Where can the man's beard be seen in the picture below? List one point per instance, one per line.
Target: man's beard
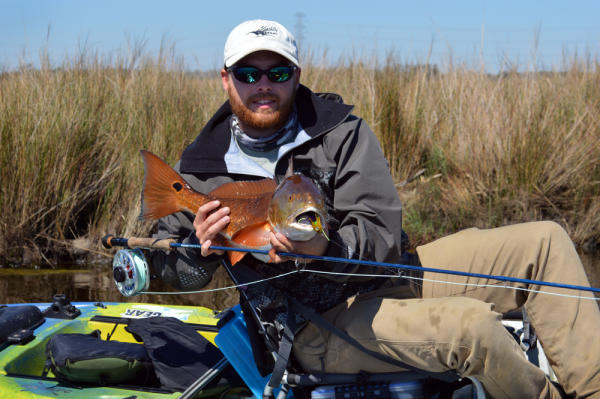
(272, 120)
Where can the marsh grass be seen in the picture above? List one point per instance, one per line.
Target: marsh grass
(496, 149)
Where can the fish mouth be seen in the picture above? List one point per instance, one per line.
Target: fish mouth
(309, 222)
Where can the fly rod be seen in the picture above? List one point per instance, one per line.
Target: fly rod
(110, 241)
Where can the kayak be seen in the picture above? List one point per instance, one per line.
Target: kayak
(89, 338)
(24, 348)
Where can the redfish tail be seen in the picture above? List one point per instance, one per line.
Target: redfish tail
(164, 189)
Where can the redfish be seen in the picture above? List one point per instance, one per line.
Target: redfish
(295, 207)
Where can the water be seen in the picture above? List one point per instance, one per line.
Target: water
(96, 284)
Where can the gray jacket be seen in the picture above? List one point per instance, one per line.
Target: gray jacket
(342, 155)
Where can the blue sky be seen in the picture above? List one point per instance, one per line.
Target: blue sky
(495, 31)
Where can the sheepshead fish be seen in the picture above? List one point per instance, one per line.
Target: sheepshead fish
(294, 208)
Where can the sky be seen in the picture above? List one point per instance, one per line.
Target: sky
(497, 34)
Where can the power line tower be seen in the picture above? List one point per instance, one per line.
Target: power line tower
(299, 27)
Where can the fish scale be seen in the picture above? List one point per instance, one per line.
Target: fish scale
(257, 208)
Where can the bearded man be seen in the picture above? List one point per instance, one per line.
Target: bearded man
(269, 118)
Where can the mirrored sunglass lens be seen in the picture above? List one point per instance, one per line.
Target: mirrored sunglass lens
(247, 74)
(280, 74)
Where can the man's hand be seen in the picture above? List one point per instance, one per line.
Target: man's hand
(209, 224)
(315, 246)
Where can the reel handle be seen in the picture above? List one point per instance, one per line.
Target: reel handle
(110, 241)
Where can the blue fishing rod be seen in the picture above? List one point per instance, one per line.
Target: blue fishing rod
(167, 244)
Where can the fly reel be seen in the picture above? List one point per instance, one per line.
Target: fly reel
(131, 272)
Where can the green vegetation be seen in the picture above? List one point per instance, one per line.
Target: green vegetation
(495, 149)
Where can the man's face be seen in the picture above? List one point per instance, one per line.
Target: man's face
(262, 107)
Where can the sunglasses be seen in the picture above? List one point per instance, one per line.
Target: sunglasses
(251, 75)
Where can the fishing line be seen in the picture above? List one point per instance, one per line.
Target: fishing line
(297, 257)
(455, 283)
(400, 266)
(474, 285)
(221, 288)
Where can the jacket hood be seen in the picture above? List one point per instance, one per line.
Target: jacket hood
(317, 115)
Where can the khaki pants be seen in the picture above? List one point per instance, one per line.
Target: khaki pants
(458, 327)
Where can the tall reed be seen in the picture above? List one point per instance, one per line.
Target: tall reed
(496, 149)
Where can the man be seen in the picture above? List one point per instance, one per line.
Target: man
(269, 118)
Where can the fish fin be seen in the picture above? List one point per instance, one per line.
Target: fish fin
(163, 189)
(255, 236)
(235, 257)
(245, 189)
(290, 170)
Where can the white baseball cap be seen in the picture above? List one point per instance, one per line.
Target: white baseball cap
(256, 35)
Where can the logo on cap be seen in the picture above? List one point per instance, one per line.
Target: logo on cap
(265, 30)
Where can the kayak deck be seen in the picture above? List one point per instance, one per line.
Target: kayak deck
(22, 366)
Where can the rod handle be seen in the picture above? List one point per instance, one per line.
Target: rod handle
(110, 241)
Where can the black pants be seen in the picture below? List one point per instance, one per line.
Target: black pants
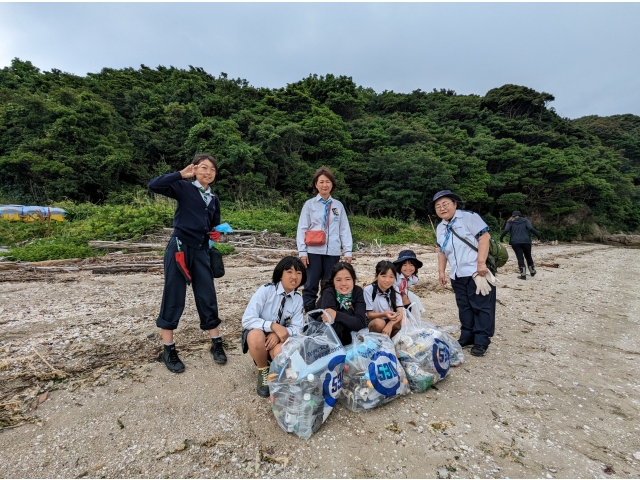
(175, 288)
(477, 312)
(319, 269)
(522, 251)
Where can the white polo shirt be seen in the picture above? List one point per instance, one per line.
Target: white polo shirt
(463, 260)
(263, 309)
(380, 304)
(339, 235)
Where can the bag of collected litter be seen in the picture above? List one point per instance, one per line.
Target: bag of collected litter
(305, 378)
(372, 374)
(425, 352)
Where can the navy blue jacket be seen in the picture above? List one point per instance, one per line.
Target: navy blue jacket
(193, 219)
(347, 321)
(519, 228)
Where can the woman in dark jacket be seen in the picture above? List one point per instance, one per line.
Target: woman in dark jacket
(344, 301)
(519, 228)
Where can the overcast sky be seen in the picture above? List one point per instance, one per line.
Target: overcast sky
(587, 55)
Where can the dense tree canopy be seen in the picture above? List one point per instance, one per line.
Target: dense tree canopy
(102, 136)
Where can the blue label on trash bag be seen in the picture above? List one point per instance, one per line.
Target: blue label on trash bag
(383, 373)
(333, 380)
(441, 357)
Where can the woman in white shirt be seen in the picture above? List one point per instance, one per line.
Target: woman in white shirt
(463, 238)
(323, 231)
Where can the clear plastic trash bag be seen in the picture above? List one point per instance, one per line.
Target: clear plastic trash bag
(373, 375)
(305, 379)
(425, 352)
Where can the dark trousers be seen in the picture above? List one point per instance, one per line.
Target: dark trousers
(522, 251)
(319, 269)
(175, 288)
(477, 312)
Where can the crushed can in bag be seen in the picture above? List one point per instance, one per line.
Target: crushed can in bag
(373, 375)
(425, 352)
(305, 379)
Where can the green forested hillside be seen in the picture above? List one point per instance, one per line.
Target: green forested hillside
(102, 137)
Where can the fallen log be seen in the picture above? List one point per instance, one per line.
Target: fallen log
(267, 249)
(50, 263)
(156, 263)
(52, 269)
(126, 245)
(129, 269)
(9, 266)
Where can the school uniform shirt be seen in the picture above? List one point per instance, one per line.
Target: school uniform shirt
(194, 218)
(463, 260)
(347, 321)
(403, 283)
(339, 234)
(380, 304)
(263, 309)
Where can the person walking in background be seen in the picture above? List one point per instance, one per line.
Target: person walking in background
(519, 227)
(463, 238)
(323, 231)
(186, 258)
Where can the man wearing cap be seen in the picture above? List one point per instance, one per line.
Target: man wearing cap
(519, 227)
(463, 238)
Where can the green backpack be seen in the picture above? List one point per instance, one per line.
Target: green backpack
(498, 253)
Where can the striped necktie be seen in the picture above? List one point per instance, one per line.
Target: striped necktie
(206, 195)
(281, 310)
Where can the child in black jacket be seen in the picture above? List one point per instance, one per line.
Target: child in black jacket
(186, 259)
(344, 301)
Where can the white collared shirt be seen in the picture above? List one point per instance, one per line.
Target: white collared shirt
(380, 304)
(312, 218)
(463, 260)
(263, 309)
(401, 279)
(207, 196)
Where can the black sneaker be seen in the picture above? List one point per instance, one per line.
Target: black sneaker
(171, 359)
(218, 352)
(263, 376)
(479, 350)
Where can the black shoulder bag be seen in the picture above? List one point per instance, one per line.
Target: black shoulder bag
(491, 262)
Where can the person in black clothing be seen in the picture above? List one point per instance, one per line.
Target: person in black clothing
(186, 258)
(519, 228)
(344, 301)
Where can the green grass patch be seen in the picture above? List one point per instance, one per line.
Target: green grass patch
(42, 240)
(52, 249)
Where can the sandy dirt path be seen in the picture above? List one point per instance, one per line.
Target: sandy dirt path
(556, 396)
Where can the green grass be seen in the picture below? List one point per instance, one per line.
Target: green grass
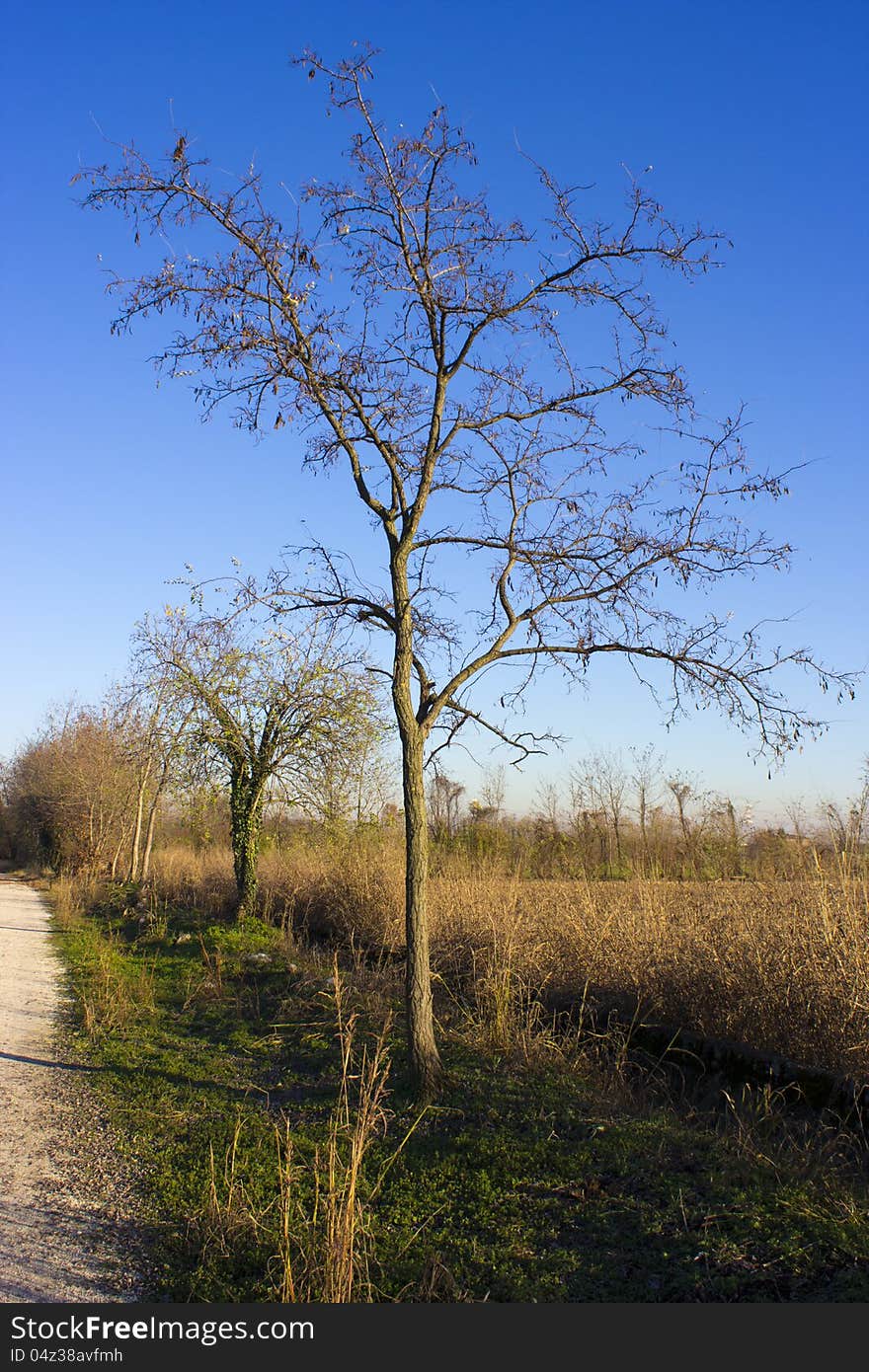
(533, 1178)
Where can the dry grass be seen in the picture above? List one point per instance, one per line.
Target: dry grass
(780, 964)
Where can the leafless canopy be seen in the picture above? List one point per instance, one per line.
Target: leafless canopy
(463, 370)
(434, 351)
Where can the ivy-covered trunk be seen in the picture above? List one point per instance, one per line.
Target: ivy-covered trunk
(246, 822)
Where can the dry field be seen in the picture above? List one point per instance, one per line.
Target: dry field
(778, 964)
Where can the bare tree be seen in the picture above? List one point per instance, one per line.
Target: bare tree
(440, 358)
(443, 798)
(646, 776)
(263, 708)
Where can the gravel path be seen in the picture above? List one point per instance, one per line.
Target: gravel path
(63, 1234)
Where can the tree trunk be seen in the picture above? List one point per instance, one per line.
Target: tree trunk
(246, 819)
(146, 858)
(423, 1051)
(134, 847)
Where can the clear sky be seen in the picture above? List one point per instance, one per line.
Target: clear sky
(752, 116)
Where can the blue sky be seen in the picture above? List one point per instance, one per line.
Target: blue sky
(752, 119)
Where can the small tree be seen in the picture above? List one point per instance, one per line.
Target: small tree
(456, 368)
(261, 708)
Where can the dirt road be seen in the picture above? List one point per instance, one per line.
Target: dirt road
(62, 1203)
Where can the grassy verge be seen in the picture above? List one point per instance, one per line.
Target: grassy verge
(263, 1101)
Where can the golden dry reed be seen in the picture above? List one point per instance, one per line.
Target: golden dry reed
(780, 964)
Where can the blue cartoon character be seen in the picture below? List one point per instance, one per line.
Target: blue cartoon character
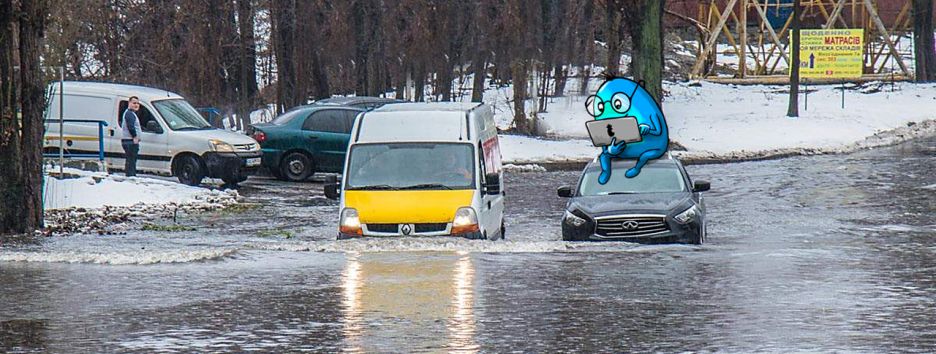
(641, 134)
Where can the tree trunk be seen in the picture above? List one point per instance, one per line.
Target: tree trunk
(419, 79)
(646, 33)
(477, 85)
(284, 14)
(247, 89)
(519, 75)
(562, 75)
(21, 206)
(588, 43)
(613, 36)
(923, 46)
(793, 110)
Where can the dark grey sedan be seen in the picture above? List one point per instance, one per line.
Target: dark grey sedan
(661, 204)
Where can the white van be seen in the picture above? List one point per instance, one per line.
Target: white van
(174, 139)
(422, 169)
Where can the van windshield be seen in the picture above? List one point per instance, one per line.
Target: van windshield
(410, 166)
(180, 115)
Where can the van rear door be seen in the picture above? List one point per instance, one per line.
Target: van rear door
(79, 138)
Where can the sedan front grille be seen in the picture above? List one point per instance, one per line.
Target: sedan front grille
(631, 226)
(245, 147)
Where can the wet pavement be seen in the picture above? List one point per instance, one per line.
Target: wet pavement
(821, 253)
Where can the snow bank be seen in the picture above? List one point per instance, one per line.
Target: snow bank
(728, 122)
(96, 190)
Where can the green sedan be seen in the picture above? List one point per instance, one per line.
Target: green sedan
(305, 140)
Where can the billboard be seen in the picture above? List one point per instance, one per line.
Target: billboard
(831, 53)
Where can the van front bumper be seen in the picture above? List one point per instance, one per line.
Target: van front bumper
(477, 235)
(231, 166)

===============

**What you will do**
Lines from the one containing "Where can the white van" through the final line are to be given again verbatim, with nothing before or after.

**Expected answer**
Where can the white van be seen in the picture above? List one point per instance, one per line.
Target: white van
(174, 139)
(422, 169)
Where can the van windshield be seen in the picture above? List one point per instance, one per line.
Target: van windshield
(410, 166)
(180, 115)
Where can the van rear door be seen in the picture above? List one point per instance, one per line.
Target: van rear door
(79, 138)
Where can the sedan front grille be seen in the picture above? List one point per instance, one per line.
Target: sedan front grille
(631, 226)
(245, 147)
Where can the wet pavement be seen in the picture above? List one point per instance, one per line.
Target: wet pavement
(821, 253)
Where can the snow bank be seen in the picture above? List one point per instance, one per line.
Target: snow bank
(728, 122)
(96, 190)
Where can the green sedan be seen in the picture above? List one point per instance, one per line.
Target: green sedan
(305, 140)
Where can the billboard be seen in the picture above? List one point per instance, one per line.
Target: billboard
(831, 53)
Where can the van front bumper be seen in the picture above? List one point per instance, one per line.
Target: van front bumper
(477, 235)
(231, 166)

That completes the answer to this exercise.